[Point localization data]
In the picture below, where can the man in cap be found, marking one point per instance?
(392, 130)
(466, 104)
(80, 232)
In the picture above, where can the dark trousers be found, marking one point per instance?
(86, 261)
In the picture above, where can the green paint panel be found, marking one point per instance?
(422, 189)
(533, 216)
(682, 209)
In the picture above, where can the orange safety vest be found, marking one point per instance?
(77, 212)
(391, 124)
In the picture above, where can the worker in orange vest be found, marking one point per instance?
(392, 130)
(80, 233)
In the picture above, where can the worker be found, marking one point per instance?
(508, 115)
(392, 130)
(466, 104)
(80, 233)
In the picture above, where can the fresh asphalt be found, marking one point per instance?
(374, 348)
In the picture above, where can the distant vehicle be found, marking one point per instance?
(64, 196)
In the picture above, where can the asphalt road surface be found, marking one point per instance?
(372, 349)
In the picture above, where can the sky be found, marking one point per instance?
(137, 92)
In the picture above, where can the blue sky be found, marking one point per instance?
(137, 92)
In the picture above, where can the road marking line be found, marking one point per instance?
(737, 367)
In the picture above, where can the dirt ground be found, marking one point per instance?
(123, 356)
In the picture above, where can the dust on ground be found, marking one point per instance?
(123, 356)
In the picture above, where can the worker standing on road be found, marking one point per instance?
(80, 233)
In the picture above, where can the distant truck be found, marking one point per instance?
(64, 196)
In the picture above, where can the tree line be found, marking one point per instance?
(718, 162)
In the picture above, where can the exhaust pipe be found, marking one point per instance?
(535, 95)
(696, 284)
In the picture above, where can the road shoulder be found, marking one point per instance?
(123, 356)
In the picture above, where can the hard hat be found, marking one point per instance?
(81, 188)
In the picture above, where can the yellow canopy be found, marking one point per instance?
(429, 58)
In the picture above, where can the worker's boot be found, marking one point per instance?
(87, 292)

What is expected » Reproduce the lines of the entries above exactly, but only from the line containing "In the picture above, where can the tree" through the final line.

Completed exercise »
In the picture above, where can the tree line be found, marking one point per instance?
(718, 162)
In the picture above, where can the exhaust pipe be found, marking one point per instance?
(535, 95)
(696, 284)
In the picture above, where can the road shoulder be found, marking one point per instance?
(123, 356)
In the picture above, where can the hard hat be found, marking one point per instance?
(81, 188)
In the picture above, where can the yellow canopy be found, marking one point per instance?
(429, 58)
In the picture above, where can the worker's boot be found, marking one point per instance?
(87, 292)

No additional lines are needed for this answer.